> [Text passage]
3

I have a bit of a strange problem: I have a code (it's LaTeX but that does not matter here) that contains long lines with period (sentences). For better version control I wanted to split these sentences on a new line each. This can be achieved via sed 's/\. /.\n/g'.

Now the problem arises if there are comments with potential periods as well. These comments must not be altered, otherwise they will be parsed as LaTeX code and this might result in errors etc.

As a pseudo example you can use

Foo. Bar. Baz. % A. comment. with periods.

The result should be

Foo.
Bar.
Baz. % ...

Alternatively the comment might go on the next line without any problems.

It was ok to use perl if that would work out better. I tried with different programs (sed and perl) a few ideas but none did what I expected. Either the comment was also altered or only the first period was altered (perl -pe 's/^([^%]*?)\. /\1.\n/g').

Can you point me in the right direction?

> [Material shown]
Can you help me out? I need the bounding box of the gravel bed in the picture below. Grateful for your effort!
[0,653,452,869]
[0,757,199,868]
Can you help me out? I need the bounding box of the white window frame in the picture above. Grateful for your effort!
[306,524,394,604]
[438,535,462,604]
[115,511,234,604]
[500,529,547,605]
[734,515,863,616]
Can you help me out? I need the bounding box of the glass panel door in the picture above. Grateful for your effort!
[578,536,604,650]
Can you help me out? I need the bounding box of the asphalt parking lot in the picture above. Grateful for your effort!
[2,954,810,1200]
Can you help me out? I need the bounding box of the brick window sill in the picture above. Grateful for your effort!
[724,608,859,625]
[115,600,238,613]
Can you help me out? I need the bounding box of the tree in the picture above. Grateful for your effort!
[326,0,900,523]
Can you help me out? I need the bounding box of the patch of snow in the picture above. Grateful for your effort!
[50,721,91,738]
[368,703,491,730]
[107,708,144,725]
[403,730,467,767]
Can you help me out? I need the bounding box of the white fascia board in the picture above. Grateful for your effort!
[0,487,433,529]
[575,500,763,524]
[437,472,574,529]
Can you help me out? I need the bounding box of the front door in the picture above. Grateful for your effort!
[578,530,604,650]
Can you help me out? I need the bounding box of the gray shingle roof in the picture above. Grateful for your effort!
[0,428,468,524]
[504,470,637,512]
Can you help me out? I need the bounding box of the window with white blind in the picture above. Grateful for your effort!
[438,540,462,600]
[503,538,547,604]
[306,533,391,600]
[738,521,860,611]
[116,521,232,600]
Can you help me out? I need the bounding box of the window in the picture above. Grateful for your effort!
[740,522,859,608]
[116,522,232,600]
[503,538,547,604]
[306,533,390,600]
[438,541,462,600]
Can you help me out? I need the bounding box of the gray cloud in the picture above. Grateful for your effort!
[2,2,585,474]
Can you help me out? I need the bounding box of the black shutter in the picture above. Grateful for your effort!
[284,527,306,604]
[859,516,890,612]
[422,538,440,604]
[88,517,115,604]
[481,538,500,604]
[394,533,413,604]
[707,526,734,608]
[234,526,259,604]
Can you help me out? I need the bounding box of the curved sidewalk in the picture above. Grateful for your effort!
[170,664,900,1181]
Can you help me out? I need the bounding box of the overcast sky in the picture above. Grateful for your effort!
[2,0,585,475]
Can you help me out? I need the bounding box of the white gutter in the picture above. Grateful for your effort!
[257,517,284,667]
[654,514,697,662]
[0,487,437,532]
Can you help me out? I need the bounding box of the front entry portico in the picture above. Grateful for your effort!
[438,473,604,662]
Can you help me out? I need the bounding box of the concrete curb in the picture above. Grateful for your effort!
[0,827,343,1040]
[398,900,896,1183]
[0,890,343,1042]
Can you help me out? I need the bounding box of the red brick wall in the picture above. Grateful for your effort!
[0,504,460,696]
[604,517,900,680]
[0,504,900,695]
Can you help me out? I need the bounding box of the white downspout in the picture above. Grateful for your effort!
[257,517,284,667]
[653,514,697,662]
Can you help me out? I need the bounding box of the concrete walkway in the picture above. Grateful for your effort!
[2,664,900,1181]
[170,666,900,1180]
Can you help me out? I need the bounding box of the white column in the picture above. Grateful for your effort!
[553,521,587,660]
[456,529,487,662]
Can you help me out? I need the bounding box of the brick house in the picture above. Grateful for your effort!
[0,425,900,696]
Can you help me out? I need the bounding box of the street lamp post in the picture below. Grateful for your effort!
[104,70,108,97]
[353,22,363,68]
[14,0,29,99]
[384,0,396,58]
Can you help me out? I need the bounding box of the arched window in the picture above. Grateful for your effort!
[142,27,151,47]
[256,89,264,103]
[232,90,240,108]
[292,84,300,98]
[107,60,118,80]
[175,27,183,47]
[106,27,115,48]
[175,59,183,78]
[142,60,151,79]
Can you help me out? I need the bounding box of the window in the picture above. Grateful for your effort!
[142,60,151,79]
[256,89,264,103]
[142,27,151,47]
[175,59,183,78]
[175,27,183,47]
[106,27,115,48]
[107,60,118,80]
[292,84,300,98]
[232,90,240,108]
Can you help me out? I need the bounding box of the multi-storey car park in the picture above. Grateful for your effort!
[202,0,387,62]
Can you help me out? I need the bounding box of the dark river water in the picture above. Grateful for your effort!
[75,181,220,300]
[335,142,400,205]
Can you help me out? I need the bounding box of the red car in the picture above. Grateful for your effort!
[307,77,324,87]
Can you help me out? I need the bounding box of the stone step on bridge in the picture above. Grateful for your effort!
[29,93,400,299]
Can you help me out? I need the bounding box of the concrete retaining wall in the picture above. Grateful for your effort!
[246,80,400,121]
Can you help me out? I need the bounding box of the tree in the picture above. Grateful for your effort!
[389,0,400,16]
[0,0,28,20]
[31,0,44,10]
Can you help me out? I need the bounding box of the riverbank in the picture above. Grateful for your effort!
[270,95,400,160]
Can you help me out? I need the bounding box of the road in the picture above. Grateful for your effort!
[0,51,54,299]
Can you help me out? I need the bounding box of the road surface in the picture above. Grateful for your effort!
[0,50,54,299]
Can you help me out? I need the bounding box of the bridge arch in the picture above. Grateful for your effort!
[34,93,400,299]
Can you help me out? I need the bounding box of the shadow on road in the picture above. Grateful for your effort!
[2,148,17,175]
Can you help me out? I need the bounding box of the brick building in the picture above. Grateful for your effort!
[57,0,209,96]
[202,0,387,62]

> [Requirement 1]
According to the forum post about splitting sentences, what could happen if the comments were altered?
> [Requirement 2]
Decide whether each statement agrees with the forum post about splitting sentences, answering yes or no and quoting the deciding words: (a) The code being edited is LaTeX. (b) The poster ruled out using perl. (c) The comment has to stay on the same line as the last sentence.
> [Requirement 3]
Write a continuation of the forum post about splitting sentences, picking up after its final sentence.
The entries come from a separate source and are not part of the forum post.

> [Task output 1]
They would be parsed as LaTeX code, which might result in errors.

> [Task output 2]
(a) Yes: "it's LaTeX but that does not matter here"
(b) No: "It was ok to use perl if that would work out better."
(c) No: "Alternatively the comment might go on the next line without any problems."

> [Task output 3]
Christian Wolf
  • 1,187
  • 1
  • 12
  • 33
  • Is it fair to assume that your lines go further than after the comment, like `Foo. Bar. Baz. % A. comment. with periods. Syn. Ack. % Another. comment`, or do the lines end after a comment? – stevieb Nov 20 '15 at 14:26
  • Unfortunately the comments end at the end of the line (without any termination symbol). – Christian Wolf Nov 20 '15 at 14:38

2 Answers2

4

This is tricky as you're essentially trying to match all occurrences of ". " that don't follow a "%". A negative look-behind would be useful here, but Perl doesn't support variable-width negative look-behind. (Though there are hideous ways of faking it in certain situations.) We can get by without it here using backtracking control verbs:

s/(?:%(*COMMIT)(*FAIL))|\.\K (?!%)/\n/g;

The (?:%(*COMMIT)(*FAIL)) forces replacement to stop the first time it sees a "%" by committing to a match and then unconditionally failing, which prevents back-tracking. The "real" match follows the alternation: \.\K (?!%) looks for a space that follows a period and isn't followed by a "%". The \K causes the period to not be included in the match so we don't have to include it in the replacement. We only match and replace the space.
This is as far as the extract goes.